Texto do documento
**********
Dessa forma, entende-se que o ambiente construído pode nos incentivar a desenvolver diferentes sentimentos, seja negativamente, como o aumento do estresse, ou positivamente, ajudando a lidar com ele. Situações que são ainda mais potencializadas quando se trata de pessoas que enfrentam algum transtorno mental, já que, quanto mais grave for uma doença mental, mais profunda será a tendência de se tornar excessivamente reativo a certos ambientes e subestimulado por outros.

Nesse sentido, reconhecendo a ampla gama de estratégias que podem ser utilizadas no processo de projeto, assim como apreciando a natureza subjetiva da arquitetura, na qual cada pessoa pode experienciar diferentes sensações em um mesmo espaço, alguns pontos específicos sempre vêm à tona quando se fala de arquitetura e saúde mental.

Em 2008, Park e Mattson realizaram um ensaio clínico randomizado com pacientes cirúrgicos, avaliando os efeitos terapêuticos de plantas em quartos de hospital. Noventa pacientes foram estudados durante um período de seis meses na Coréia. Os quartos eram idênticos, localizados no mesmo andar sendo a única diferença a presença ou ausência de plantas. Como resultado, o grupo experimental apresentou níveis mais baixos de ansiedade, pressão arterial e frequência cardíaca. Ou seja, ao considerar a presença das plantas nos ambientes hospitalares, os arquitetos podem auxiliar na recuperação tanto física quanto mental dos usuários. Essa mesma conclusão vale para outras abordagens relacionadas aos aspectos naturais dentro dos espaços construídos, como acesso à ventilação e iluminação solar, conforme a biofilia apresenta.
**********
Dados de localização com um ponto por instância:

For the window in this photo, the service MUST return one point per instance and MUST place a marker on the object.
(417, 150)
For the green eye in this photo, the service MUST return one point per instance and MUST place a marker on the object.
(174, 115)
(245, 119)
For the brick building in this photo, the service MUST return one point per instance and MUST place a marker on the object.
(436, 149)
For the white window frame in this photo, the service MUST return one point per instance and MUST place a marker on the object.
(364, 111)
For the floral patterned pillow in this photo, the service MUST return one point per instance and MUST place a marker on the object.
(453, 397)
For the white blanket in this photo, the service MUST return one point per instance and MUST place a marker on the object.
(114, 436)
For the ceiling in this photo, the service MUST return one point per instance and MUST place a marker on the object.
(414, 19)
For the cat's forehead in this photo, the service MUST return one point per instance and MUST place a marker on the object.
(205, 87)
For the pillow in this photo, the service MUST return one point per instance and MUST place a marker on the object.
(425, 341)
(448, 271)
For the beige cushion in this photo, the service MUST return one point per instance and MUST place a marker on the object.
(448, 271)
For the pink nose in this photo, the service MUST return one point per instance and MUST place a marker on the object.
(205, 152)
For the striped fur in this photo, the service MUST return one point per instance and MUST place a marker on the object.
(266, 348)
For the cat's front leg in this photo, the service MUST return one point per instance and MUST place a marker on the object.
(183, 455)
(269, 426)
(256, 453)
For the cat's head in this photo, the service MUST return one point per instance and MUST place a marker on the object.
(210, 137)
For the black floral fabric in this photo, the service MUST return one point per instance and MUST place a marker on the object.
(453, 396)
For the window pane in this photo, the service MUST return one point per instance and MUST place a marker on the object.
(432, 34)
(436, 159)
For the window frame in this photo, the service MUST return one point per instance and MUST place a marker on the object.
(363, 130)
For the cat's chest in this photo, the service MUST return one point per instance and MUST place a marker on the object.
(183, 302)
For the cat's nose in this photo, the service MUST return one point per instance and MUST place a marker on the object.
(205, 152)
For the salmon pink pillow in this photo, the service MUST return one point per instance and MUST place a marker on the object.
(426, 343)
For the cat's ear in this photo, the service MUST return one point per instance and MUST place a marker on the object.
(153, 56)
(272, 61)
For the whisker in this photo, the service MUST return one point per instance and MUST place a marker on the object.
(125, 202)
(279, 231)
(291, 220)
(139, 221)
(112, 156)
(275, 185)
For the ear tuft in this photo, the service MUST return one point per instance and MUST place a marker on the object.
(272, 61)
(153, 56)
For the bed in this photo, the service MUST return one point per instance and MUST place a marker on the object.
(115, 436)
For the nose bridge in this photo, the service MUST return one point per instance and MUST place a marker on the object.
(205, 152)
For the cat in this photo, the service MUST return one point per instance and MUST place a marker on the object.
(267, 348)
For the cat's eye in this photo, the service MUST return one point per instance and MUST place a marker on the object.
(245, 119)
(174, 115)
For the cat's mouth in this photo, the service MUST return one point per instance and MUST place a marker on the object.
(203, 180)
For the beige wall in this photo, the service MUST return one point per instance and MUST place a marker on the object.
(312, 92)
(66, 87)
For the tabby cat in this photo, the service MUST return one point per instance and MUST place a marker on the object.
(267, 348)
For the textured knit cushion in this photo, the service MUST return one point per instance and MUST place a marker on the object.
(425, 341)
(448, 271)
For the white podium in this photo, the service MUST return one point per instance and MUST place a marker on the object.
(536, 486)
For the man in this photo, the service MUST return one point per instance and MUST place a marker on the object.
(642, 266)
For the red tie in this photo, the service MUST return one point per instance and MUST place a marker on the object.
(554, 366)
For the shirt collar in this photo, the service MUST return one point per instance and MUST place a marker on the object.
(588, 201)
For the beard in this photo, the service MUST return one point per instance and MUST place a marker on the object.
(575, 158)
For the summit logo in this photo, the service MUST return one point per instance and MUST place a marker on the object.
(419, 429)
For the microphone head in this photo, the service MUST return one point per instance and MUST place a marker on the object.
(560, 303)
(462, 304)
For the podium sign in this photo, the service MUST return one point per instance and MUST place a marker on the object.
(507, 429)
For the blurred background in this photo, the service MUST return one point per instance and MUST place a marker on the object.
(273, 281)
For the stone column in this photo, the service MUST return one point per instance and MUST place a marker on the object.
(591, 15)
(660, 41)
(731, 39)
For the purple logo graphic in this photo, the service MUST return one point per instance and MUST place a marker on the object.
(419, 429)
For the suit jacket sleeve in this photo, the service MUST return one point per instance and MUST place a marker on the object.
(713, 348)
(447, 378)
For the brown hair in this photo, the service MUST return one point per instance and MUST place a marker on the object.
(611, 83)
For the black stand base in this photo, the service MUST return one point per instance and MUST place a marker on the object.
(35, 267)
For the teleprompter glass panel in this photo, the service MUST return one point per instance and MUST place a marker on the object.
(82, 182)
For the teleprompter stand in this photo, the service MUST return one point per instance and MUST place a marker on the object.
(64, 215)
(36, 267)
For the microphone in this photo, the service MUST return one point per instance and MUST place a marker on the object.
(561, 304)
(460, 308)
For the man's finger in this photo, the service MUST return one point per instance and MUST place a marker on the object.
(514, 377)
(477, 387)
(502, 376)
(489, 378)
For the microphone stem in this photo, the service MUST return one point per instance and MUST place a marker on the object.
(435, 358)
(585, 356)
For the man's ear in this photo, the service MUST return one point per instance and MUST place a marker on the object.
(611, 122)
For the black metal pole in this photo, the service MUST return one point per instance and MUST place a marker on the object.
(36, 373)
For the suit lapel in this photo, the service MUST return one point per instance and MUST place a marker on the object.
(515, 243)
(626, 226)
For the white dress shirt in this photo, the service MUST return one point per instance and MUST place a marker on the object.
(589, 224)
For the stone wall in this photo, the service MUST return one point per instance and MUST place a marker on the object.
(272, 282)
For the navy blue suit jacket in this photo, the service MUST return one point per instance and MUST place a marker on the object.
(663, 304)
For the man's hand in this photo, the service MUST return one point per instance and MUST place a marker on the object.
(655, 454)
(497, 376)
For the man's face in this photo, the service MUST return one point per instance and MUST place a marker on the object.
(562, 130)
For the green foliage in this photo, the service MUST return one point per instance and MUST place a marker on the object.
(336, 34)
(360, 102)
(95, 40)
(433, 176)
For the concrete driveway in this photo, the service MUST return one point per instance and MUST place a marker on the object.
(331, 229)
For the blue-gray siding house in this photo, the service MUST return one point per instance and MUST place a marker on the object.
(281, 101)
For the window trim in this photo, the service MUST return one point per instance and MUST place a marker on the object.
**********
O que se pede
No texto sobre arquitetura e saúde mental, como fica em inglês a frase "Noventa pacientes foram estudados durante um período de seis meses na Coréia."?

Resposta
Ninety patients were studied over a six-month period in Korea.